• **Work required**:
Extract the final stretch of the data: the line that contains "[point] every instance of the banana" and every line after it, unaltered, and no other lines.

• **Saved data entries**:

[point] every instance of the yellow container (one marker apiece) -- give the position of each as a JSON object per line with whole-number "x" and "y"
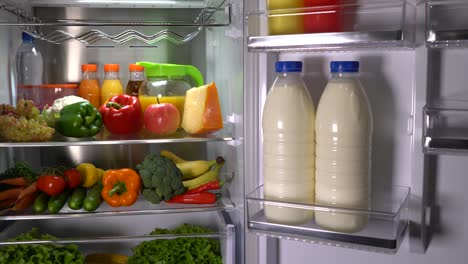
{"x": 281, "y": 22}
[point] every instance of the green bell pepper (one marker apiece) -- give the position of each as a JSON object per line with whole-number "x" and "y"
{"x": 79, "y": 120}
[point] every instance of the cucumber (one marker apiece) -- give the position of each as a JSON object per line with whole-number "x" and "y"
{"x": 77, "y": 198}
{"x": 93, "y": 198}
{"x": 40, "y": 204}
{"x": 57, "y": 202}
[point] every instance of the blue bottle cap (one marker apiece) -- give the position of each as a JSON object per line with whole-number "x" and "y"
{"x": 289, "y": 66}
{"x": 26, "y": 37}
{"x": 344, "y": 66}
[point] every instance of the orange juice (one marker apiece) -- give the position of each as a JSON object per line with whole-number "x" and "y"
{"x": 178, "y": 101}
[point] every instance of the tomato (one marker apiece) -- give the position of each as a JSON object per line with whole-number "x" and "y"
{"x": 73, "y": 178}
{"x": 51, "y": 184}
{"x": 324, "y": 19}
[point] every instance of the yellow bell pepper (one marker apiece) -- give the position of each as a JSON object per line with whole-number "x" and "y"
{"x": 89, "y": 174}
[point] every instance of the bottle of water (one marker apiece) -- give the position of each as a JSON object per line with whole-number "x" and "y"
{"x": 29, "y": 66}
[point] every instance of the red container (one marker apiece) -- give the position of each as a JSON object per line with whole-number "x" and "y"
{"x": 46, "y": 93}
{"x": 323, "y": 19}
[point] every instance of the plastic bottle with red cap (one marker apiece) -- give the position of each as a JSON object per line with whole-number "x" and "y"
{"x": 89, "y": 87}
{"x": 111, "y": 85}
{"x": 137, "y": 77}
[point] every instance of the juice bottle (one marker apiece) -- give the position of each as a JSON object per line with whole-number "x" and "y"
{"x": 283, "y": 23}
{"x": 288, "y": 146}
{"x": 323, "y": 18}
{"x": 343, "y": 138}
{"x": 111, "y": 85}
{"x": 137, "y": 77}
{"x": 89, "y": 86}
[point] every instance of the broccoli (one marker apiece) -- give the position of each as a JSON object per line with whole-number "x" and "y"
{"x": 161, "y": 178}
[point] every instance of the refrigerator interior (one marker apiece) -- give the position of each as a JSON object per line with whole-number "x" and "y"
{"x": 205, "y": 34}
{"x": 417, "y": 92}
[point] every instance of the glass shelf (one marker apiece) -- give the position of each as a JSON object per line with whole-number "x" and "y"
{"x": 387, "y": 220}
{"x": 104, "y": 138}
{"x": 446, "y": 128}
{"x": 363, "y": 25}
{"x": 119, "y": 236}
{"x": 447, "y": 25}
{"x": 141, "y": 207}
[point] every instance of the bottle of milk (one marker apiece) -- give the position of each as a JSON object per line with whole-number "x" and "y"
{"x": 288, "y": 145}
{"x": 343, "y": 145}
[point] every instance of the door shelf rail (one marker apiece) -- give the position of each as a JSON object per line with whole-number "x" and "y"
{"x": 122, "y": 234}
{"x": 445, "y": 128}
{"x": 92, "y": 31}
{"x": 363, "y": 25}
{"x": 386, "y": 219}
{"x": 447, "y": 26}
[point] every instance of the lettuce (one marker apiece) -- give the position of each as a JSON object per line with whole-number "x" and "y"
{"x": 180, "y": 250}
{"x": 39, "y": 253}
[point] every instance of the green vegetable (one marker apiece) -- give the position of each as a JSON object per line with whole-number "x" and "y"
{"x": 40, "y": 204}
{"x": 77, "y": 198}
{"x": 57, "y": 202}
{"x": 79, "y": 120}
{"x": 21, "y": 169}
{"x": 161, "y": 178}
{"x": 179, "y": 250}
{"x": 93, "y": 198}
{"x": 40, "y": 253}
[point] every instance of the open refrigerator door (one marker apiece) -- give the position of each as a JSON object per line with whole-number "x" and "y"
{"x": 207, "y": 35}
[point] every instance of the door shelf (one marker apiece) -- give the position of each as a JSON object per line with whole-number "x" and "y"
{"x": 364, "y": 25}
{"x": 387, "y": 221}
{"x": 121, "y": 234}
{"x": 141, "y": 207}
{"x": 104, "y": 138}
{"x": 446, "y": 24}
{"x": 446, "y": 128}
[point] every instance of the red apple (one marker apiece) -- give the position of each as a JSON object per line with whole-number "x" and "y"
{"x": 162, "y": 119}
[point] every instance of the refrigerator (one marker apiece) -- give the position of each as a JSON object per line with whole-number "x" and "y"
{"x": 412, "y": 55}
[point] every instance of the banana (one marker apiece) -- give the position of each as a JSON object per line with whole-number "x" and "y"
{"x": 172, "y": 156}
{"x": 193, "y": 169}
{"x": 211, "y": 175}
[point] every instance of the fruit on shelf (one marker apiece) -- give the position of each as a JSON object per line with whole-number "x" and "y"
{"x": 23, "y": 123}
{"x": 122, "y": 114}
{"x": 162, "y": 119}
{"x": 202, "y": 111}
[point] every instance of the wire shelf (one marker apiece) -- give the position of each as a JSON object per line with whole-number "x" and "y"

• **Solution below**:
[point] every instance of the banana (one marker apiece) -- give the position of each as a JSON object per line with whole-number "x" and "y"
{"x": 172, "y": 156}
{"x": 193, "y": 169}
{"x": 211, "y": 175}
[point] every instance of the fruit on shelf (one marker apiece) -- give the position of each as a JSON object per line with whole-number "x" and "y"
{"x": 23, "y": 123}
{"x": 122, "y": 114}
{"x": 162, "y": 119}
{"x": 202, "y": 111}
[point] every instance of the wire shelf (one marker apiece) -- give the position of each as a JSON object per line with whole-number "x" and "y"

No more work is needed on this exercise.